[[ Provided records, beginning ]]
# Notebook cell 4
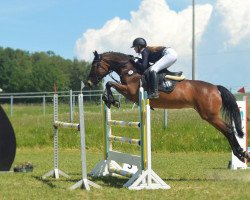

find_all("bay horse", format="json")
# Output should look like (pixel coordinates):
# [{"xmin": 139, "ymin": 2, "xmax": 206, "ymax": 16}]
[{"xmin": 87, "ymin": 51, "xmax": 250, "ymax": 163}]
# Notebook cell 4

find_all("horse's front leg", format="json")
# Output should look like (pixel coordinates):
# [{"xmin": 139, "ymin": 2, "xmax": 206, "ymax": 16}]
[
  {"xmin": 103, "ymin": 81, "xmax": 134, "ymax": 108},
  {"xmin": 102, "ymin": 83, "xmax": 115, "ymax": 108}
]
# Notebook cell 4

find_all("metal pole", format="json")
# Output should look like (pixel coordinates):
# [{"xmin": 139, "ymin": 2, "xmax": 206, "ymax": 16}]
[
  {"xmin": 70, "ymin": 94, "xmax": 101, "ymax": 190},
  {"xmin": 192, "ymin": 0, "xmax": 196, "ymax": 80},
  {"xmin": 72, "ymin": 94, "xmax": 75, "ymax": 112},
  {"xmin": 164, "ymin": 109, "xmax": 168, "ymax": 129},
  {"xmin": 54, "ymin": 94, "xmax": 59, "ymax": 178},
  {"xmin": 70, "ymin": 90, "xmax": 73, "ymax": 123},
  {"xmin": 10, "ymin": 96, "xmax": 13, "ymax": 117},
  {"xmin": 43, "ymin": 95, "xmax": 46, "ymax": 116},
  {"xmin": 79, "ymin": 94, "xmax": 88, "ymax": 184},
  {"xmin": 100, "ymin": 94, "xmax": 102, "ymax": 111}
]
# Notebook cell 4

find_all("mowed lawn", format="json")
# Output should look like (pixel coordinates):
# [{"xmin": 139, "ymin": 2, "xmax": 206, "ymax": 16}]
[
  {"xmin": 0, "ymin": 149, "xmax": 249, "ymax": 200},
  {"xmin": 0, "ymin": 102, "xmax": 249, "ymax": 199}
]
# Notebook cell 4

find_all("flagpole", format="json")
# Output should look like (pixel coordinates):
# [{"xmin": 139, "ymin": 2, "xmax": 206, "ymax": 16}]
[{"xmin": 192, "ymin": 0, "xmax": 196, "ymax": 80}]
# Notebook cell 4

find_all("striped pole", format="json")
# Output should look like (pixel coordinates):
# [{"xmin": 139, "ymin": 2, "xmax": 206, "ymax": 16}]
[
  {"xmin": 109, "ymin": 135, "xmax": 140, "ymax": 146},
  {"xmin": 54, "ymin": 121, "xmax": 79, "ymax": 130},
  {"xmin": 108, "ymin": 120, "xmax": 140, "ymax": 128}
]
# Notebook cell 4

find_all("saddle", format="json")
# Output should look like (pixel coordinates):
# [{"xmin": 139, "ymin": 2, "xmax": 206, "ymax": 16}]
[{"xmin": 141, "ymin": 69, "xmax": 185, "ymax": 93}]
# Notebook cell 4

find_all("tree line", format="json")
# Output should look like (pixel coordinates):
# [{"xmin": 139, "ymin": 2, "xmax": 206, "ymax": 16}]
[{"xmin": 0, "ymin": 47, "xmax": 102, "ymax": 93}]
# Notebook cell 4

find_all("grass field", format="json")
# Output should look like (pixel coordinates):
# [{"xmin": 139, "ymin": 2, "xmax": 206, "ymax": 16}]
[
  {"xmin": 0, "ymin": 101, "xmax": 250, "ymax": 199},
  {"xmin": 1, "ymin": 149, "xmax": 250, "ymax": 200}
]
[[ Provided records, end ]]
#### Exercise goal:
Keep the pictures out, and write out the rest of the data above word for word.

#### Answer space:
# Notebook cell 4

find_all("bay horse", format="json")
# Output should look like (pixel coordinates):
# [{"xmin": 139, "ymin": 2, "xmax": 206, "ymax": 16}]
[{"xmin": 87, "ymin": 51, "xmax": 250, "ymax": 163}]
# Notebook cell 4

find_all("horse's front leg", format="json")
# Output should look like (pixel coordinates):
# [{"xmin": 139, "ymin": 2, "xmax": 206, "ymax": 16}]
[
  {"xmin": 103, "ymin": 81, "xmax": 134, "ymax": 108},
  {"xmin": 102, "ymin": 83, "xmax": 115, "ymax": 108}
]
# Notebook cell 4

find_all("metal pole", format="json")
# Output should look like (pixel coordinates):
# [{"xmin": 139, "ymin": 2, "xmax": 206, "ymax": 16}]
[
  {"xmin": 70, "ymin": 94, "xmax": 101, "ymax": 190},
  {"xmin": 192, "ymin": 0, "xmax": 196, "ymax": 80},
  {"xmin": 72, "ymin": 94, "xmax": 75, "ymax": 112},
  {"xmin": 164, "ymin": 109, "xmax": 168, "ymax": 129},
  {"xmin": 54, "ymin": 94, "xmax": 59, "ymax": 178},
  {"xmin": 70, "ymin": 90, "xmax": 73, "ymax": 123},
  {"xmin": 10, "ymin": 96, "xmax": 13, "ymax": 117},
  {"xmin": 43, "ymin": 95, "xmax": 46, "ymax": 116},
  {"xmin": 79, "ymin": 94, "xmax": 88, "ymax": 184},
  {"xmin": 100, "ymin": 94, "xmax": 102, "ymax": 111}
]
# Notebook cell 4

find_all("mowed lawn", format="json")
# Output should look like (pixel coordinates):
# [{"xmin": 139, "ymin": 2, "xmax": 206, "ymax": 16}]
[
  {"xmin": 0, "ymin": 149, "xmax": 249, "ymax": 200},
  {"xmin": 0, "ymin": 102, "xmax": 249, "ymax": 199}
]
# Notebook cell 4

find_all("flagpole", format="json")
# Output should look like (pixel coordinates):
# [{"xmin": 139, "ymin": 2, "xmax": 206, "ymax": 16}]
[{"xmin": 192, "ymin": 0, "xmax": 196, "ymax": 80}]
# Notebook cell 4

find_all("striped pole", format="json")
# Output should look like (pixel coordinates):
# [{"xmin": 139, "ymin": 2, "xmax": 206, "ymax": 16}]
[
  {"xmin": 109, "ymin": 135, "xmax": 140, "ymax": 146},
  {"xmin": 54, "ymin": 121, "xmax": 79, "ymax": 130},
  {"xmin": 108, "ymin": 120, "xmax": 140, "ymax": 128}
]
# Notebook cell 4

find_all("saddle", format="json")
# Output should look like (pixel coordinates):
# [{"xmin": 139, "ymin": 2, "xmax": 206, "ymax": 16}]
[{"xmin": 141, "ymin": 69, "xmax": 185, "ymax": 93}]
# Notebook cell 4

find_all("tree line", format="json")
# Output should look like (pixel coordinates):
# [{"xmin": 139, "ymin": 2, "xmax": 206, "ymax": 16}]
[{"xmin": 0, "ymin": 47, "xmax": 102, "ymax": 93}]
# Notebook cell 4

find_all("grass field", format="json")
# Output should look like (pixel coordinates):
# [{"xmin": 139, "ymin": 2, "xmax": 206, "ymax": 16}]
[
  {"xmin": 0, "ymin": 101, "xmax": 250, "ymax": 199},
  {"xmin": 1, "ymin": 149, "xmax": 250, "ymax": 200}
]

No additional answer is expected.